## What is required:
Produce an exact copy of all the records.

-*-*-

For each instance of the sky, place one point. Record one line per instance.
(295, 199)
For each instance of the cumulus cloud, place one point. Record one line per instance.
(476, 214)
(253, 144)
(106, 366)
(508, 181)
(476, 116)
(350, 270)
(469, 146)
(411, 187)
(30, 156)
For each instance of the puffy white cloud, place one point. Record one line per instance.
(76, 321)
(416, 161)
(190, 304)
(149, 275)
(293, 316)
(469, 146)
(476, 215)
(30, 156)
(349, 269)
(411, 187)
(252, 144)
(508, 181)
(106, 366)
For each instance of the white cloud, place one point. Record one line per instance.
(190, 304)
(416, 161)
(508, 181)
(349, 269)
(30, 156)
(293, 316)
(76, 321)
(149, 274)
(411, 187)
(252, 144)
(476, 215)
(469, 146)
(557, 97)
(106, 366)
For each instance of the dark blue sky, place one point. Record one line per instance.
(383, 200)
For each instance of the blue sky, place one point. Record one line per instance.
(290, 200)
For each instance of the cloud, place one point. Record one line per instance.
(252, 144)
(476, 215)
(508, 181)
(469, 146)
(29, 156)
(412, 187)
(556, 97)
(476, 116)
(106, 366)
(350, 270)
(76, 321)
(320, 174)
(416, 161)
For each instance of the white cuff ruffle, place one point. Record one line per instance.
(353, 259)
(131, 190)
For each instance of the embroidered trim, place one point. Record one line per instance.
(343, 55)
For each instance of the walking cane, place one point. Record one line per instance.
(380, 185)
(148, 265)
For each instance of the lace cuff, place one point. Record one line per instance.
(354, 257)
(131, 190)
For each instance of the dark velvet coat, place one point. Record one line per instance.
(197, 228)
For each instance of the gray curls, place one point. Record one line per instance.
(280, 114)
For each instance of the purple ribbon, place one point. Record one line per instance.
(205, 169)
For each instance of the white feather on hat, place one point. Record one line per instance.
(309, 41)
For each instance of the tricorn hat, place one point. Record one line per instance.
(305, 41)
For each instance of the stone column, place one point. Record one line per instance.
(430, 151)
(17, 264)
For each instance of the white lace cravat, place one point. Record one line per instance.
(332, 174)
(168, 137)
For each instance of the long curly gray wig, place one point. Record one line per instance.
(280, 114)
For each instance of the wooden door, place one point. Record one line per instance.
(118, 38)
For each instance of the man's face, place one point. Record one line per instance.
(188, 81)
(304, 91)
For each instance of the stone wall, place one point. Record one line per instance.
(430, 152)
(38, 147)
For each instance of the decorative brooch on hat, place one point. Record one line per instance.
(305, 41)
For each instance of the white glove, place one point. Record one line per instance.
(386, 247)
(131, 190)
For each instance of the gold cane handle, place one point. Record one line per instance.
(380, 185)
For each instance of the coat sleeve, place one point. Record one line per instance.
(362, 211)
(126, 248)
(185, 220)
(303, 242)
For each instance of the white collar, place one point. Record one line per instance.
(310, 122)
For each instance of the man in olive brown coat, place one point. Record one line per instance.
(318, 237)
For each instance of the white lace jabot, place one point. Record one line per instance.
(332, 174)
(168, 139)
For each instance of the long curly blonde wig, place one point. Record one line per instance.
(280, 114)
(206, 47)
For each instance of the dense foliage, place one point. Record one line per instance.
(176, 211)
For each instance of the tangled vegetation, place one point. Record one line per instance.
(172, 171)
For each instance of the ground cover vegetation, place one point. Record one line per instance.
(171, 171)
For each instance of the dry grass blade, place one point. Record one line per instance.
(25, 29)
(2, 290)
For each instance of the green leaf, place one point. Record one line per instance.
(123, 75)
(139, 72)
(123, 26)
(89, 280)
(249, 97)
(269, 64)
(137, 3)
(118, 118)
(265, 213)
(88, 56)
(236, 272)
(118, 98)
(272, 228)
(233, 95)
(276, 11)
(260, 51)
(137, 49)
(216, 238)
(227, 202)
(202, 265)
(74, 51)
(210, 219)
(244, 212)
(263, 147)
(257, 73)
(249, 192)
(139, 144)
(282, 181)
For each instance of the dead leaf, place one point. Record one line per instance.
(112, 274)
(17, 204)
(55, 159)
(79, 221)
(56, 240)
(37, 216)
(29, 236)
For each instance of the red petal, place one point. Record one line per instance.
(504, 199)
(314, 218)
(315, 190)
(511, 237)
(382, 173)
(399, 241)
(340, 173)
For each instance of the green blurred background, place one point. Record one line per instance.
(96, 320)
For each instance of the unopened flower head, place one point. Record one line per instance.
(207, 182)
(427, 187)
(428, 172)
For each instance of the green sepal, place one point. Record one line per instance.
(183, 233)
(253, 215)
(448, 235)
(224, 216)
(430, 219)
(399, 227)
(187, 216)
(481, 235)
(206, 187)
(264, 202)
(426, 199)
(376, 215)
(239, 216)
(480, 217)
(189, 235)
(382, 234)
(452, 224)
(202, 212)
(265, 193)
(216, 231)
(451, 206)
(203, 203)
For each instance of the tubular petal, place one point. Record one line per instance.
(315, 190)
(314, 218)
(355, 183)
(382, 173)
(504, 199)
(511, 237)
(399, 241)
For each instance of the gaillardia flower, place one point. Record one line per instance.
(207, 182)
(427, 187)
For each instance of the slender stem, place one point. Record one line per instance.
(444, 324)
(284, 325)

-*-*-

## Result of the task:
For each instance of the sky, place one point. Record one line per instance.
(295, 199)
For each instance of the cumulus cloud, place one point. Record one line per instance.
(476, 214)
(253, 144)
(106, 366)
(508, 181)
(476, 116)
(350, 270)
(469, 146)
(411, 187)
(30, 156)
For each instance of the puffy white cloud, place one point. Record one line per instance.
(76, 321)
(416, 161)
(190, 304)
(149, 275)
(293, 316)
(469, 146)
(476, 215)
(30, 156)
(349, 269)
(411, 187)
(252, 144)
(508, 181)
(106, 366)
For each instance of the white cloud, place one point. Record one line per instance.
(190, 304)
(416, 161)
(508, 181)
(349, 269)
(30, 156)
(293, 316)
(76, 321)
(149, 274)
(411, 187)
(252, 144)
(476, 215)
(469, 146)
(557, 97)
(106, 366)
For each instance of the dark blue sky, place one point. Record one line per instance.
(383, 200)
For each instance of the blue sky, place one point. Record one line per instance.
(290, 200)
For each instance of the cloud, place one point. Record one line per instance.
(252, 144)
(476, 215)
(508, 181)
(469, 146)
(29, 156)
(412, 187)
(556, 97)
(476, 116)
(106, 366)
(350, 270)
(76, 321)
(320, 174)
(416, 161)
For each instance of the white cuff ruffle, place one point. Record one line per instance.
(353, 259)
(131, 190)
For each instance of the embroidered trim, place one point. Record one line per instance.
(343, 55)
For each instance of the walking cane, place one point. Record one line per instance.
(380, 185)
(148, 265)
For each instance of the lace cuff, place one point. Record one line per instance.
(354, 257)
(131, 190)
For each instance of the dark velvet coat, place one point. Record one line per instance.
(197, 228)
For each instance of the gray curls, place one point. Record one line per instance.
(280, 114)
For each instance of the purple ribbon, place one point. Record one line per instance.
(205, 169)
For each instance of the white feather on hat, place one point. Record one line per instance.
(309, 41)
For each instance of the tricorn hat, place one point. Record one line per instance.
(305, 41)
For each instance of the stone column, place one point. Record one line per instance.
(430, 151)
(17, 264)
For each instance of the white lace cravat, place one point. Record one line per instance.
(332, 174)
(168, 137)
For each instance of the long curly gray wig, place one point. Record one line per instance.
(280, 114)
For each instance of the wooden door, place one point. Record one line per instance.
(118, 38)
For each instance of the man's face, place one point. Record one line per instance.
(188, 81)
(304, 91)
For each instance of the stone wall, place one point. Record one line per instance.
(430, 152)
(38, 147)
For each instance of the decorative brooch on hat, place one point. Record one line per instance.
(305, 41)
For each instance of the white glove, place one point. Record one line per instance.
(386, 247)
(131, 190)
For each instance of the gold cane handle, place one point. Record one line per instance.
(380, 185)
For each instance of the coat sleeve, place one point. Record one line per instance.
(362, 211)
(126, 248)
(185, 220)
(303, 242)
For each instance of the white collar, place one point. Record one line per instance.
(310, 122)
For each instance of the man in olive brown coat, place one point. Record one line per instance.
(318, 237)
For each instance of the white lace jabot, place one point. Record one line per instance.
(332, 174)
(168, 139)
For each instance of the long curly blonde wig, place one point. Record one line per instance.
(280, 114)
(206, 47)
For each instance of the dense foliage, place one point. Record one line per instance.
(176, 211)
For each instance of the tangled vegetation, place one point. Record one line per instance.
(172, 171)
For each instance of the ground cover vegetation, place one point. Record one line per instance.
(171, 171)
For each instance of the dry grass blade, place one point. Record one line per instance.
(25, 29)
(2, 290)
For each instance of the green leaf, place one point. Record one line per instance.
(123, 75)
(139, 72)
(123, 26)
(89, 280)
(249, 97)
(269, 64)
(137, 3)
(118, 118)
(265, 213)
(88, 56)
(236, 272)
(118, 98)
(272, 228)
(233, 95)
(276, 11)
(260, 51)
(137, 49)
(216, 238)
(227, 202)
(202, 265)
(74, 51)
(210, 219)
(244, 212)
(263, 147)
(257, 73)
(249, 192)
(139, 144)
(282, 181)
For each instance of the dead leaf, place one point. Record one line per instance.
(112, 274)
(17, 204)
(55, 159)
(79, 221)
(56, 240)
(37, 216)
(29, 236)
For each instance of the red petal, place one point. Record one line per instance.
(504, 199)
(314, 218)
(315, 190)
(511, 237)
(382, 173)
(399, 241)
(340, 173)
For each instance of the green blurred background, place one point. Record one line per instance.
(96, 320)
For each instance of the unopened flower head, place one point. Record one line per instance.
(207, 182)
(427, 187)
(428, 172)
For each instance of the green sepal, place one point. Record one line per instance.
(183, 233)
(253, 215)
(448, 235)
(224, 216)
(430, 219)
(399, 227)
(187, 216)
(481, 235)
(206, 187)
(264, 202)
(426, 199)
(376, 215)
(239, 216)
(480, 217)
(189, 235)
(382, 234)
(452, 224)
(202, 212)
(265, 193)
(216, 231)
(451, 206)
(203, 203)
For each instance of the tubular petal, place one point. Record one line per instance.
(315, 190)
(314, 218)
(355, 183)
(382, 173)
(504, 199)
(511, 237)
(399, 241)
For each instance of the gaillardia flower, place one point. Record one line per instance.
(207, 182)
(427, 187)
For each instance of the slender stem, place one point. Record one line per instance.
(444, 324)
(284, 325)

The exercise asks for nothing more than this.